Gösterilen metin:
▶
Bu reformları bu zihniyetle yapamazsınız

- Keşke samimi olsalar. Keşke sıkıştıkça müjde verip, salondan çıkar çıkmaz verdikleri müjdeyi unutmasalar. Ama yapamazlar, çünkü bu bir zihniyet meselesi. Türkiye’nin elbette yapısal reformlara ihtiyacı var. Biz bunu, 3 yıldır söylüyoruz. Ama bu reformları bu zihniyetle yapamazsınız. Bu reformları, bu beceriksiz kadrolarla yapamazsınız. Bu reformları, “Önce millet, önce memleket.” demeden yapamazsınız.
◀
Kaynak veriler:
▶
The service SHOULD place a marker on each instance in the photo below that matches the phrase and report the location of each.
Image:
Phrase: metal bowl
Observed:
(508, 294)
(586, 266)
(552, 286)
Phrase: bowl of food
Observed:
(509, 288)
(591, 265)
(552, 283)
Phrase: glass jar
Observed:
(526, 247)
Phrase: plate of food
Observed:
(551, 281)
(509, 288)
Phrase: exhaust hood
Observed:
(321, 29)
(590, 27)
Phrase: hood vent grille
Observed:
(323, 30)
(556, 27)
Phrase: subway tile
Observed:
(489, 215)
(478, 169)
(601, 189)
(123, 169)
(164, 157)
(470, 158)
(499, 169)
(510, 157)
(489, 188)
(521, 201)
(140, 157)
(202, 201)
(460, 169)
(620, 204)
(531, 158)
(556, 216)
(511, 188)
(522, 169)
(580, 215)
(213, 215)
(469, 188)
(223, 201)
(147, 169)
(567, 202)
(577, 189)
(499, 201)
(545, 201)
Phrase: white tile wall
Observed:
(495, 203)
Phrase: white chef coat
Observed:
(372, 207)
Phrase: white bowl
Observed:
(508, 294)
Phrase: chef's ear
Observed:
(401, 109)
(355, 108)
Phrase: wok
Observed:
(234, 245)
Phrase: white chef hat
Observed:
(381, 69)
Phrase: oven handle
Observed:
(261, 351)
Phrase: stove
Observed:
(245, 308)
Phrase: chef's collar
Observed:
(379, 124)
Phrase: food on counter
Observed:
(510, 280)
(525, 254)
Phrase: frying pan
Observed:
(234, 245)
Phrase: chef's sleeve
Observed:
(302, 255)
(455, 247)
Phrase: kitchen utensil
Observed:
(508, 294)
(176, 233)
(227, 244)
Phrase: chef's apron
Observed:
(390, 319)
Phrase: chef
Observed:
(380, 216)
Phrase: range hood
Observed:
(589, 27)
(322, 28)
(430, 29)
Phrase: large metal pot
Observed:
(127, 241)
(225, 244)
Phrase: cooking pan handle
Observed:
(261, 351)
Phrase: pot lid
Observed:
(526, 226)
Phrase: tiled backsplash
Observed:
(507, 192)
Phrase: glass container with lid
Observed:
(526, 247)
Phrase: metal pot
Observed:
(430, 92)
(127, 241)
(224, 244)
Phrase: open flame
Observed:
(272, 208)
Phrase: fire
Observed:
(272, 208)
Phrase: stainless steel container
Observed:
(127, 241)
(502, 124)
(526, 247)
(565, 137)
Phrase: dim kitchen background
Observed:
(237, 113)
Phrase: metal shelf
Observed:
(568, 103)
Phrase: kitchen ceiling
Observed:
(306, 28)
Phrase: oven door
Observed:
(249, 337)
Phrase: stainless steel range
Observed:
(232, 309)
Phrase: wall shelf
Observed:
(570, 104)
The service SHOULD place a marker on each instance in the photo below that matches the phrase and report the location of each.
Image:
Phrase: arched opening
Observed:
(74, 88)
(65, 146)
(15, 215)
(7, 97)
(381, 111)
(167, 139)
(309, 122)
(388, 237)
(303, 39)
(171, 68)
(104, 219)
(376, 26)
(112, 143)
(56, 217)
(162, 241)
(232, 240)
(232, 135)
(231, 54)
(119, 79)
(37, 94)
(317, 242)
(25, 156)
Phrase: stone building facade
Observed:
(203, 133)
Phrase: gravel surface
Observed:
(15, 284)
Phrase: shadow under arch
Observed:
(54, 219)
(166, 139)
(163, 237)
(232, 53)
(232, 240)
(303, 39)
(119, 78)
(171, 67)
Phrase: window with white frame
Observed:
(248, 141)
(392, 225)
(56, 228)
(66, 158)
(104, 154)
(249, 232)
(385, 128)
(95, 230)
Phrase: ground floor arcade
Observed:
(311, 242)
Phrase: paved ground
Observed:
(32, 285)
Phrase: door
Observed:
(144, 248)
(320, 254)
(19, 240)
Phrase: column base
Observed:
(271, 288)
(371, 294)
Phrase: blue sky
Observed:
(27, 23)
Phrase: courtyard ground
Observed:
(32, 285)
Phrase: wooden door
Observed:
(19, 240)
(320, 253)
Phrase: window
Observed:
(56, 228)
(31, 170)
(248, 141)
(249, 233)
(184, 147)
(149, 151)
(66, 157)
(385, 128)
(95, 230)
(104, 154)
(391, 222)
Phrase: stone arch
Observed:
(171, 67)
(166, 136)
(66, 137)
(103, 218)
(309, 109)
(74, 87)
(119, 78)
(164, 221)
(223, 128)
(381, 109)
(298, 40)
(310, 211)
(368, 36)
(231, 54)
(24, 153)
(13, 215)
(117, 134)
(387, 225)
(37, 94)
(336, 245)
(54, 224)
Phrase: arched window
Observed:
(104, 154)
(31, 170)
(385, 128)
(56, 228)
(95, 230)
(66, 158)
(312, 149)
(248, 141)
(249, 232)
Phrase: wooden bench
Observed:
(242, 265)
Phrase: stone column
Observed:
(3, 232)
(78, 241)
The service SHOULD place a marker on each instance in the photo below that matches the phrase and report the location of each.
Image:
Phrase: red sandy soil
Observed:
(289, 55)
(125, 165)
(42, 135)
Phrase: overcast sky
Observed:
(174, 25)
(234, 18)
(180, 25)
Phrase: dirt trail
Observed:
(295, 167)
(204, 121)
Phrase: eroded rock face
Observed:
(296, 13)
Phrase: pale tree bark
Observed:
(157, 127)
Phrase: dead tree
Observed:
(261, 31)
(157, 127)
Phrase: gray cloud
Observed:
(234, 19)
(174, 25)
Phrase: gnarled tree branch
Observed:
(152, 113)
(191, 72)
◀
Çalışma görevi:
Gösterilen metni baştan sona, hiçbir değişiklik yapmadan alıntılar mısınız?

Yanıt alanı:
Bu reformları bu zihniyetle yapamazsınız

- Keşke samimi olsalar. Keşke sıkıştıkça müjde verip, salondan çıkar çıkmaz verdikleri müjdeyi unutmasalar. Ama yapamazlar, çünkü bu bir zihniyet meselesi. Türkiye’nin elbette yapısal reformlara ihtiyacı var. Biz bunu, 3 yıldır söylüyoruz. Ama bu reformları bu zihniyetle yapamazsınız. Bu reformları, bu beceriksiz kadrolarla yapamazsınız. Bu reformları, “Önce millet, önce memleket.” demeden yapamazsınız.